Directions: Copy out the rows below, swapping each "one dot per instance" for "one point per instance" and leaving the rest unchanged.

Listing:

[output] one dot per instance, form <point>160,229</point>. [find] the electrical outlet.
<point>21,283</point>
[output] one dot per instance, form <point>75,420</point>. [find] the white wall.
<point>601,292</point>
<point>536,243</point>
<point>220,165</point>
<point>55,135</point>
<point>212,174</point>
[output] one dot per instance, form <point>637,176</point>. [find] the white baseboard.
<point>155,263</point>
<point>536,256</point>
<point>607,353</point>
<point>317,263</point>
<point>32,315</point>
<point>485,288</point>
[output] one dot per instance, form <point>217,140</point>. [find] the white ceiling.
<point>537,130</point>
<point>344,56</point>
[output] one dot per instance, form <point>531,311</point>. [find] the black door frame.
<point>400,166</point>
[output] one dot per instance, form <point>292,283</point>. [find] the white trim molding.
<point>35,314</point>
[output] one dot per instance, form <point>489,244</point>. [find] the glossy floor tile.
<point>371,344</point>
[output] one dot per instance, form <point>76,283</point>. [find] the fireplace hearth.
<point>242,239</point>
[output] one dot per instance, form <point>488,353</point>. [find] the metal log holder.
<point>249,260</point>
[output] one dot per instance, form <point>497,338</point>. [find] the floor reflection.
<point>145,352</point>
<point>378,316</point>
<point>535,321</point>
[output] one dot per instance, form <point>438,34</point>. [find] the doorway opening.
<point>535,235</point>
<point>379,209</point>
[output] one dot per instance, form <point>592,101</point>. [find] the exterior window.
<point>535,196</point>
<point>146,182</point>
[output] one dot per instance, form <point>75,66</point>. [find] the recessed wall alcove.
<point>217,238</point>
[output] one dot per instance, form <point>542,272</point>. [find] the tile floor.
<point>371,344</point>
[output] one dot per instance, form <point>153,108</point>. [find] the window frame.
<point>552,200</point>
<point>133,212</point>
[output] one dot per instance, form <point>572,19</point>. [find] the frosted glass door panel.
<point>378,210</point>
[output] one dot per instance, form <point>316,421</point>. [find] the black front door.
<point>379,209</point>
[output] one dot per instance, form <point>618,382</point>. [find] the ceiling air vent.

Reply to the exercise:
[output] one point per instance, form <point>160,229</point>. [find] the electrical outlet.
<point>21,283</point>
[output] one point per instance, form <point>75,420</point>. [find] the white wall.
<point>601,292</point>
<point>536,243</point>
<point>220,165</point>
<point>55,135</point>
<point>212,174</point>
[output] one point per instance, form <point>637,176</point>. [find] the white baseboard.
<point>155,263</point>
<point>536,256</point>
<point>607,353</point>
<point>317,263</point>
<point>32,315</point>
<point>485,288</point>
[output] one point per instance, form <point>217,140</point>. [find] the white ceiling.
<point>537,130</point>
<point>344,56</point>
[output] one point per instance, form <point>531,311</point>. [find] the black door frame.
<point>400,166</point>
[output] one point per instance, form <point>292,283</point>. [find] the white trim molding.
<point>35,314</point>
[output] one point per instance, form <point>489,244</point>. [find] the glossy floor tile.
<point>371,344</point>
[output] one point per instance, form <point>76,283</point>. [find] the fireplace hearth.
<point>242,239</point>
[output] one point per instance, form <point>488,353</point>. [find] the metal log holder.
<point>249,260</point>
[output] one point per instance, form <point>497,338</point>. [find] the floor reflection.
<point>145,352</point>
<point>378,316</point>
<point>535,321</point>
[output] one point per instance, form <point>438,34</point>. [find] the doorway opening.
<point>535,235</point>
<point>379,209</point>
[output] one point per instance, form <point>592,101</point>. [find] the exterior window.
<point>535,196</point>
<point>146,182</point>
[output] one point per instance, form <point>75,66</point>. [find] the recessed wall alcove.
<point>217,238</point>
[output] one point per instance, form <point>542,272</point>. [find] the tile floor.
<point>371,344</point>
[output] one point per instance, form <point>153,108</point>. [find] the window frame.
<point>552,200</point>
<point>133,212</point>
[output] one point per instance, form <point>572,19</point>. [find] the frosted glass door panel.
<point>378,210</point>
[output] one point per instance, form <point>316,421</point>. [find] the black front door.
<point>379,209</point>
[output] one point per instance, form <point>618,382</point>. [find] the ceiling air vent.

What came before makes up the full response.